November 22, 2004

Call It What It Is: Callous, Brutal, State-Sanctioned Murder

War correspondent Kevin Sites, in his own words about his Falluja shooting video:
"While I continue to tape, a Marine walks up to the other two bodies about fifteen feet away, but also lying against the same back wall.

Then I hear him say this about one of the men:

'He's fucking faking he's dead -- he's faking he's fucking dead.'

Through my viewfinder I can see him raise the muzzle of his rifle in the direction of the wounded Iraqi. There are no sudden movements, no reaching or lunging.

However, the Marine could legitimately believe the man poses some kind of danger. Maybe he's going to cover him while another Marine searches for weapons.

Instead, he pulls the trigger. There is a small splatter against the back wall and the man's leg slumps down.

'Well he's dead now,' says another Marine in the background.

EXTRACTED RECORDS:
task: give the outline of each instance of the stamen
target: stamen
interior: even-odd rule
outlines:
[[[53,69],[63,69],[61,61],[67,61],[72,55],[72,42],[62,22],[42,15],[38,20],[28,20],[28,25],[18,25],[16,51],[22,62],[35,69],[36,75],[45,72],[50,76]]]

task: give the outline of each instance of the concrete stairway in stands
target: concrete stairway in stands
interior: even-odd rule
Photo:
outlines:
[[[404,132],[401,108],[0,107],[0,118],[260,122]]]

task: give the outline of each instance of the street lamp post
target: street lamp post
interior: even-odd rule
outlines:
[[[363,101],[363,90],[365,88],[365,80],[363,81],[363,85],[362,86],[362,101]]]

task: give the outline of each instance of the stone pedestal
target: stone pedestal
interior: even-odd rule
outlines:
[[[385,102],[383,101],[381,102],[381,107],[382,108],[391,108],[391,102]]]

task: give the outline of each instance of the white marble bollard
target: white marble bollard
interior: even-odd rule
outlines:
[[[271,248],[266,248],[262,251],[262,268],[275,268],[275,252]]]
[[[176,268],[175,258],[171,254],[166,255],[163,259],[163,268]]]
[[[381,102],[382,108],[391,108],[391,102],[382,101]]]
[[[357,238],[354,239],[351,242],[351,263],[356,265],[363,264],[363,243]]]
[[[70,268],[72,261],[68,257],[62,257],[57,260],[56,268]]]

TASK A: In the Falluja shooting account, when the Marine raises his rifle toward the wounded Iraqi, what does Sites think the Marine might be doing? Answer in one to three sentences.
TASK B: List every movement that the Falluja shooting account says the wounded Iraqi did not make.
The items are separate material and are not connected to the text.

WRITTEN SOLUTION A: Sites thinks the Marine could legitimately believe the man poses some kind of danger. He considers that the Marine may be going to cover the man while another Marine searches for weapons.

WRITTEN SOLUTION B:
- Sudden movements
- Reaching
- Lunging